Exercise A: Count the lines of the records that contain the word "dormer", and give only the number.
## begin Page excerpt
For example, the first supporter SP1 may be integrally formed with the second supporter SP2. For example, the first supporter SP1 and the second supporter SP2 may include a movable shuttle. For example, the first supporter SP1 and the second supporter SP2 may include a structure that fixes the mask assembly MA to the display substrate DS with the display substrate DS seated on the mask assembly MA, and may linearly move the display substrate DS and the mask assembly MS simultaneously.

Hereinafter, for convenience of description, a form in which the first supporter SP1 and the second supporter SP2 are formed to be discriminated from each other and arranged in different positions, and a form in which the first supporter SP1 and the second supporter SP2 are disposed inside the chamber CH, are described in detail.

The mask assembly MA may be disposed to face the display substrate DS inside the chamber CH. A deposition material M may pass through the mask assembly MA and be deposited on the display substrate DS.
## end Page excerpt
## begin Material provided
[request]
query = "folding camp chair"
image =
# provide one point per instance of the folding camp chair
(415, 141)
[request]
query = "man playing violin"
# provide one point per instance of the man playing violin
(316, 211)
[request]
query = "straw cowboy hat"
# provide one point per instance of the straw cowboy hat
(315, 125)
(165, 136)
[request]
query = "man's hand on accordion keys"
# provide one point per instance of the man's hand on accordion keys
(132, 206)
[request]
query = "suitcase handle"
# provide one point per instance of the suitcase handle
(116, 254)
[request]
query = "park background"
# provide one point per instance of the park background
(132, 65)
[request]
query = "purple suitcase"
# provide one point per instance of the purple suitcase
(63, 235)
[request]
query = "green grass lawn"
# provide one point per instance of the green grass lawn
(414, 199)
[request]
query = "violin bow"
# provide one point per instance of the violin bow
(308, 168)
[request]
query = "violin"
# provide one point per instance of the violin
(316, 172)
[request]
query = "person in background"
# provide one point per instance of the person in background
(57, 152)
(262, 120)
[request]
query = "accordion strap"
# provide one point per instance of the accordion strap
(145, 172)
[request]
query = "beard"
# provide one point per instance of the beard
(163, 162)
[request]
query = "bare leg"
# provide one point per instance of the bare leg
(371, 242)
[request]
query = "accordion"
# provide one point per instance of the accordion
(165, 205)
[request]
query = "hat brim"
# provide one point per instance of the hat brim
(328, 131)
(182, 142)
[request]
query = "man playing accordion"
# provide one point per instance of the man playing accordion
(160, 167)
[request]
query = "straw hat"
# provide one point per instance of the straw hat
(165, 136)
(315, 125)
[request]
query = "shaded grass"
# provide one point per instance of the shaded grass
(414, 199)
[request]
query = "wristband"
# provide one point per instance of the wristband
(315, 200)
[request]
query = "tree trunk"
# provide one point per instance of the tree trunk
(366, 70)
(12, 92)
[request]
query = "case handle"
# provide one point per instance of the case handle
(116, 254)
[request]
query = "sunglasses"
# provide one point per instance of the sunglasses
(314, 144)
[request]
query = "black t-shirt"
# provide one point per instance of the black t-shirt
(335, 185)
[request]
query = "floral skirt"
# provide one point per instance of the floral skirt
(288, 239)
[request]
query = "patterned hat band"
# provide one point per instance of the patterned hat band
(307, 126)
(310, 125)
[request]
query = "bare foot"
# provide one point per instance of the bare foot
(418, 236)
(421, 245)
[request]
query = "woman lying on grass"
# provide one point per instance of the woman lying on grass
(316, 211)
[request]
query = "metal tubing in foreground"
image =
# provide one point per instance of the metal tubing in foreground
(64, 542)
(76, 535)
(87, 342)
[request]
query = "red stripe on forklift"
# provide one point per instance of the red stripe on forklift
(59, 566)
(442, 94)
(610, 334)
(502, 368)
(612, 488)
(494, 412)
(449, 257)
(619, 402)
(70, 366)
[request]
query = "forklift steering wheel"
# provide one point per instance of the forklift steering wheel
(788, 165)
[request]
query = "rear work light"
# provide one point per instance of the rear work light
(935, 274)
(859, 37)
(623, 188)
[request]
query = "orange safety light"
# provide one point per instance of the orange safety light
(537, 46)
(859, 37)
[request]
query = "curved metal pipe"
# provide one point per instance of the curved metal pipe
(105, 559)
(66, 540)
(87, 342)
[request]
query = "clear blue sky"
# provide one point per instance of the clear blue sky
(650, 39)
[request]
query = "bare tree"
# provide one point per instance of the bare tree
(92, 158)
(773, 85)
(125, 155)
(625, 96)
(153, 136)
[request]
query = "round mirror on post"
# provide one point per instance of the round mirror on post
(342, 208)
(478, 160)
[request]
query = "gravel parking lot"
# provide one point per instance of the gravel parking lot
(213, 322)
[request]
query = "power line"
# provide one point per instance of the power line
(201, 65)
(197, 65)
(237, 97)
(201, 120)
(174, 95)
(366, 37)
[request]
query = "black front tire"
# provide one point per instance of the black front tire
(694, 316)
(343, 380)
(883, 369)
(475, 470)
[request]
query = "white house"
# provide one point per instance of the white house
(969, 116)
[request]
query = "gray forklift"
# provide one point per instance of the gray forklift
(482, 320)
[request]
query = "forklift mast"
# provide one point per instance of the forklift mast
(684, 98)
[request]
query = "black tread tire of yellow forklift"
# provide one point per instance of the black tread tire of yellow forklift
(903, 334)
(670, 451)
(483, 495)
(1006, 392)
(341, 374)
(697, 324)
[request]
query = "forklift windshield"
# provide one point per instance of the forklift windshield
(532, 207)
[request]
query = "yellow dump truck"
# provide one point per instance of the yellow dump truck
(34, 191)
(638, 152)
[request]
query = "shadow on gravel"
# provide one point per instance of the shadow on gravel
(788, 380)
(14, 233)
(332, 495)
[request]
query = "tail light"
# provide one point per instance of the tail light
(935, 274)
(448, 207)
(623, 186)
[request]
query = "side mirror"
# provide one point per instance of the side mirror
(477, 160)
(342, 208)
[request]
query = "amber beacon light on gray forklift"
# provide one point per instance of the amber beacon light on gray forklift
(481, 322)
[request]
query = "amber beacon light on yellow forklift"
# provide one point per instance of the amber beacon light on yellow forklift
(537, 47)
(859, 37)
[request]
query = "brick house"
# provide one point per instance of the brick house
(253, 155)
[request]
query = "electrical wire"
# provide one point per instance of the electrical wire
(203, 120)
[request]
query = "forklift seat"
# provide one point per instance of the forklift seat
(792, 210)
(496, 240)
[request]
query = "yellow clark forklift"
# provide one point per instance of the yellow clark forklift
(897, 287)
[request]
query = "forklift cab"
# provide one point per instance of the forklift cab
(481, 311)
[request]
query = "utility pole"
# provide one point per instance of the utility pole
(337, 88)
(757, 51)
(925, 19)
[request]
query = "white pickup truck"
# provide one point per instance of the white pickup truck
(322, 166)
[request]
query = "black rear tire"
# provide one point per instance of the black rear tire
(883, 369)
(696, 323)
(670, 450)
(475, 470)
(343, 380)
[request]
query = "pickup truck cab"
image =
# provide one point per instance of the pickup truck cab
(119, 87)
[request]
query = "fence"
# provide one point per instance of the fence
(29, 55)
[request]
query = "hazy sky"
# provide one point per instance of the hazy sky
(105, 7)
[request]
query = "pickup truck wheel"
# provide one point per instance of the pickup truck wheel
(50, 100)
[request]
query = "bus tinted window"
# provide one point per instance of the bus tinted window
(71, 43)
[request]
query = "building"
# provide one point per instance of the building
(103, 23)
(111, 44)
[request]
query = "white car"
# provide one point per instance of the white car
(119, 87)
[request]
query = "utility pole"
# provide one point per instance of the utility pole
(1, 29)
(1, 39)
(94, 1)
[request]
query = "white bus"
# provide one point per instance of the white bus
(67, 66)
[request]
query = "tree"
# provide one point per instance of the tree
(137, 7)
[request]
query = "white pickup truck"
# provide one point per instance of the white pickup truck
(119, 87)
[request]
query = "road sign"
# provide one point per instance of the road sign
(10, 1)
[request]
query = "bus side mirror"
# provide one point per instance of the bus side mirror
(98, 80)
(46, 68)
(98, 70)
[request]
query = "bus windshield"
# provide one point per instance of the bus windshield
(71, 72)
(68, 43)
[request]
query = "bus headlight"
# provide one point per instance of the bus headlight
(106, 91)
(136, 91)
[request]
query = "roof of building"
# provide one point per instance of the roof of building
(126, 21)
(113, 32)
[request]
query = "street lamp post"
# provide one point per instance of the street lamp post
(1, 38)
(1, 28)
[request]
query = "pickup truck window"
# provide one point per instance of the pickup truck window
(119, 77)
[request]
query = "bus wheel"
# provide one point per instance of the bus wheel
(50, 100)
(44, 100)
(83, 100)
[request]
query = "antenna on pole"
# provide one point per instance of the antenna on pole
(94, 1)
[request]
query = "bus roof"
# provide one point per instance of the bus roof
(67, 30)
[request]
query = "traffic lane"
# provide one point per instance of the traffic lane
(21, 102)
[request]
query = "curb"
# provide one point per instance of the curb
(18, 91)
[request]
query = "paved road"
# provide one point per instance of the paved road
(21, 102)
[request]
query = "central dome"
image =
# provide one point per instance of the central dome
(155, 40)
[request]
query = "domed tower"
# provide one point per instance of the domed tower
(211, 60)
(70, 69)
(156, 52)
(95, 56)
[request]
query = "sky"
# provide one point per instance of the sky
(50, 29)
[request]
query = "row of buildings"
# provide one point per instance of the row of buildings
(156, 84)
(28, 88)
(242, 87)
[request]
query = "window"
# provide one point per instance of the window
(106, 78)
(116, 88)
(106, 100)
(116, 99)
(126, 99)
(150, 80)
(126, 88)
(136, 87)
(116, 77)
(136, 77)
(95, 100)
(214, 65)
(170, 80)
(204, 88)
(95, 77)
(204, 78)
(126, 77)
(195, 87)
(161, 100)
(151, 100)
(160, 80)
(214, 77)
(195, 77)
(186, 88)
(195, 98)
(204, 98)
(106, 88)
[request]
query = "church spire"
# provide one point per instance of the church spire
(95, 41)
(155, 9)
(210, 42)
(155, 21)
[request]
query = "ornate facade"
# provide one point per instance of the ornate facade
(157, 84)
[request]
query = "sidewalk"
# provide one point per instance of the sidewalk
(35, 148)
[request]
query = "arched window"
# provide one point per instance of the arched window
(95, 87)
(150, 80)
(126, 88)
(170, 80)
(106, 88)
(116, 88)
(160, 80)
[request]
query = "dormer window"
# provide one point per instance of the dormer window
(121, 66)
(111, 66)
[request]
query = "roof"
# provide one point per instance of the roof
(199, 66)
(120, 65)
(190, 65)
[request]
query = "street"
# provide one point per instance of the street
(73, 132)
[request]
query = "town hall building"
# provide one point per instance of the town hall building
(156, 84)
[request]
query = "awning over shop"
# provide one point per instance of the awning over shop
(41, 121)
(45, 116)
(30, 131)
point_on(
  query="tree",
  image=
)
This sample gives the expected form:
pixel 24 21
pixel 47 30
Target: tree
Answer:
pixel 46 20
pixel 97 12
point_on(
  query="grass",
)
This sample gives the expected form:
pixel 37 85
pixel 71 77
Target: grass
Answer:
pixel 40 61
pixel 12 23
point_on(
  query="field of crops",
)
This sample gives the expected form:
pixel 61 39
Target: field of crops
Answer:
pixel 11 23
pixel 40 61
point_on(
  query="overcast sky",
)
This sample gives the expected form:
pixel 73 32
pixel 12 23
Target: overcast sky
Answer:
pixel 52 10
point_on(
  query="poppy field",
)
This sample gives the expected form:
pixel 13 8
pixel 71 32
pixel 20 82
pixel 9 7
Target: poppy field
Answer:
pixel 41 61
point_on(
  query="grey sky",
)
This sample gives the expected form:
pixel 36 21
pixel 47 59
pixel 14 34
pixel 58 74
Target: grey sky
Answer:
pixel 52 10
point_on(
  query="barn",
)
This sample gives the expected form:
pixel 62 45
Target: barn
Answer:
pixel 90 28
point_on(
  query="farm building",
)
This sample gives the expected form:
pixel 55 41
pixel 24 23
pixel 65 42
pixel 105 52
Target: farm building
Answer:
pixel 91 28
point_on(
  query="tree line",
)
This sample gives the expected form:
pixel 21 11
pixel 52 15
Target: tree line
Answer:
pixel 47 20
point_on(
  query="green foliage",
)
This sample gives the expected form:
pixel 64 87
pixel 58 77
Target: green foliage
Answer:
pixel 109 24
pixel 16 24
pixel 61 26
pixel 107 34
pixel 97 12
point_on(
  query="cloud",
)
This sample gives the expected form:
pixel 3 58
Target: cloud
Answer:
## end Material provided
Exercise B: Retype the part of the mask assembly passage starting with "For example, the first supporter SP1 may" and going on through "described in detail.".

Exercise result A: 2

Exercise result B:
For example, the first supporter SP1 may be integrally formed with the second supporter SP2. For example, the first supporter SP1 and the second supporter SP2 may include a movable shuttle. For example, the first supporter SP1 and the second supporter SP2 may include a structure that fixes the mask assembly MA to the display substrate DS with the display substrate DS seated on the mask assembly MA, and may linearly move the display substrate DS and the mask assembly MS simultaneously.

Hereinafter, for convenience of description, a form in which the first supporter SP1 and the second supporter SP2 are formed to be discriminated from each other and arranged in different positions, and a form in which the first supporter SP1 and the second supporter SP2 are disposed inside the chamber CH, are described in detail.